BRIEF A:
Answer these questions from the passage on entering Portugal:
(i) How many countries currently make up the Schengen Area?
(ii) Where must a short-stay visa be applied for?
(iii) Which two visas remove the need for a separate entry visa?
BRIEF B: Transcribe part of the passage on entering Portugal, beginning at the words "If you should" and stopping after "working in Portugal.".

EXERCISE PASSAGE:

Portugal is part of the borderless inner-European Schengen Area of currently 26 European countries. If you hail from one of the member countries of this area, you won’t need an entry visa for visits or business trips to Portugal that do not exceed 3 months. If you are not a citizen or resident of a country within the Schengen Area, please check whether or not your country has signed a visa exemption agreement with Portugal.
If neither of the two abovementioned options applies to you, you need to apply for a short-stay visa at the Portuguese mission in your country of origin. The process is fairly uncomplicated and short; along with the visa application and your passport, you need to send proof as to your means of subsistence during your stay as well as an outline of the purpose of your trip to Portugal. Furthermore, you must be in possession of travel insurance and a ticket that ensures your return travel.
If you should decide to skip the fact-finding trip before your actual relocation to Portugal and opt to apply for a temporary stay visa or a residency visa, you will obviously no longer need to apply for a separate entry visa. We have taken a detailed look at the specifics of the purpose, requirements, and application process of both visas mentioned above in our article on working in Portugal.

DATA LISTING:
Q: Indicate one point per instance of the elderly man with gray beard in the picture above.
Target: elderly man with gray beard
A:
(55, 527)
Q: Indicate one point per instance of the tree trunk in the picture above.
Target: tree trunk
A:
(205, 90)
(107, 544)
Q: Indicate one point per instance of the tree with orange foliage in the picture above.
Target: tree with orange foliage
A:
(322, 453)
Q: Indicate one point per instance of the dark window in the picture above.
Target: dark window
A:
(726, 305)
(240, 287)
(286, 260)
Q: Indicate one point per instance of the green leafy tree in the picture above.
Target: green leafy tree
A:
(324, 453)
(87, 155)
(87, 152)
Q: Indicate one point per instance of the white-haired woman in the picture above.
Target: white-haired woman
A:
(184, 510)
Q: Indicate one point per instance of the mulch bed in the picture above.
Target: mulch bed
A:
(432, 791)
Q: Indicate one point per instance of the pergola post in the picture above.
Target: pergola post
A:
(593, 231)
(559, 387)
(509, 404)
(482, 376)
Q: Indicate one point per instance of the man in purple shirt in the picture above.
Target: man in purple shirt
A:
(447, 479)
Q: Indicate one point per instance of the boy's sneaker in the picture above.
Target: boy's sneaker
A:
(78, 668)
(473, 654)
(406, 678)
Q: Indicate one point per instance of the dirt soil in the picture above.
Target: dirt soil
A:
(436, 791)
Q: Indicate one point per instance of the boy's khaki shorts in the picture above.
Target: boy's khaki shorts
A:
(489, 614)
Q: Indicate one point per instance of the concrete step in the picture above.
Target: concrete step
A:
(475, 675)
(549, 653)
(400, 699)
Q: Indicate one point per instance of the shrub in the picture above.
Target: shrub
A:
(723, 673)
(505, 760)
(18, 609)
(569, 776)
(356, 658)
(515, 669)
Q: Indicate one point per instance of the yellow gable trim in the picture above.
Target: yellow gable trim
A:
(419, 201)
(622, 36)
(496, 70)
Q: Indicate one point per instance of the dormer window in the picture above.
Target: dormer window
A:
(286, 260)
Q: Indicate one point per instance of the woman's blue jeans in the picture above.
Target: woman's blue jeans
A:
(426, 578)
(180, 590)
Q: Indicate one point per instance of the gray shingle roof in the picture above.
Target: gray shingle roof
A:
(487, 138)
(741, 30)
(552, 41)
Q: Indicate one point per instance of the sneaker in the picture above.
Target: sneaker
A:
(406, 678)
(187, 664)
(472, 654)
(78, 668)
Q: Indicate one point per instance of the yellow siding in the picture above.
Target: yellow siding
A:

RESPONSE A:
(i) 26
(ii) At the Portuguese mission in your country of origin
(iii) A temporary stay visa or a residency visa

RESPONSE B:
If you should decide to skip the fact-finding trip before your actual relocation to Portugal and opt to apply for a temporary stay visa or a residency visa, you will obviously no longer need to apply for a separate entry visa. We have taken a detailed look at the specifics of the purpose, requirements, and application process of both visas mentioned above in our article on working in Portugal.